**REQUIRED ACTION**
Below are the records; reproduce all of them exactly but without any images.

**DATASET**
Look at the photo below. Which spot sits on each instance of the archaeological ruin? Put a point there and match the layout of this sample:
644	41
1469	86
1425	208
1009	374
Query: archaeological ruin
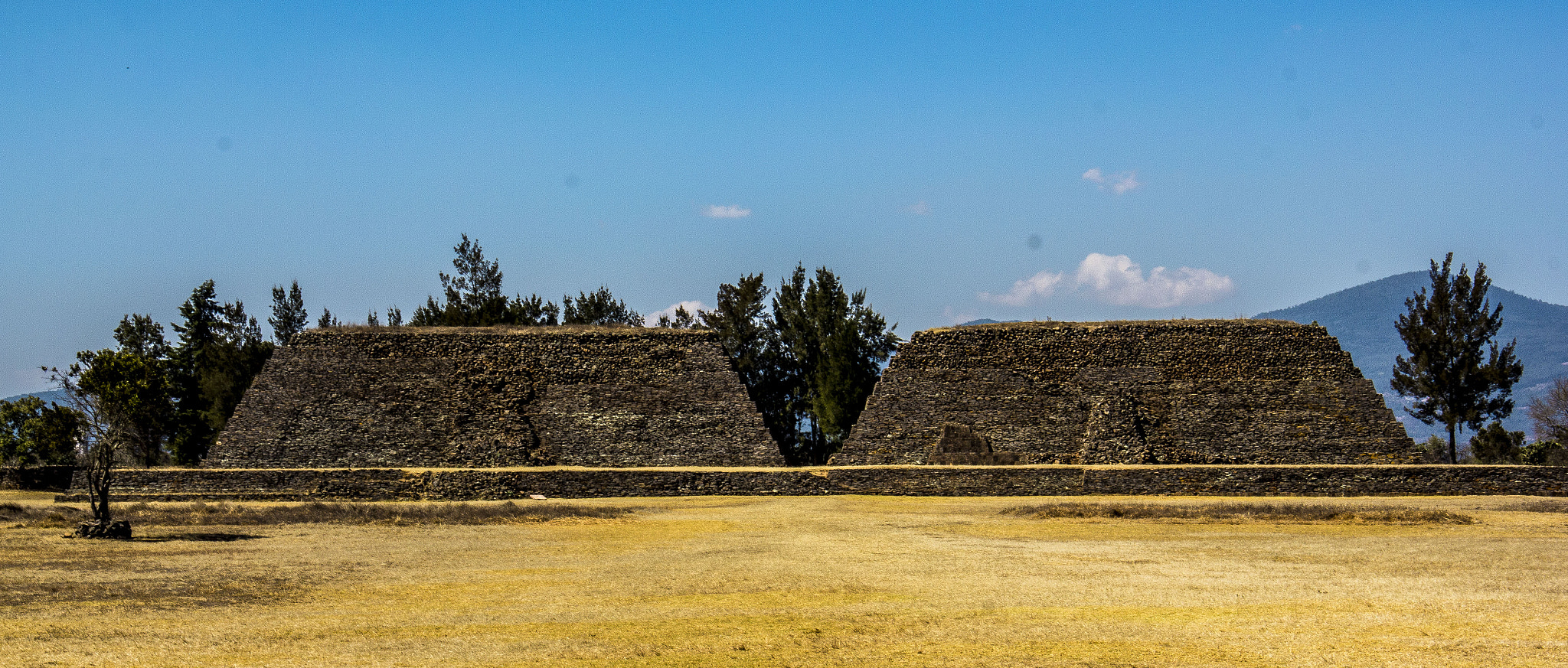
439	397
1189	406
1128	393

**WRITTEN SOLUTION**
Look at the photo below. Which spot sits on each instance of the archaeological ruin? Put a point there and match the layout of this sample:
644	41
1469	86
1425	208
1009	374
Query: archaeological ruin
439	397
1189	406
1128	393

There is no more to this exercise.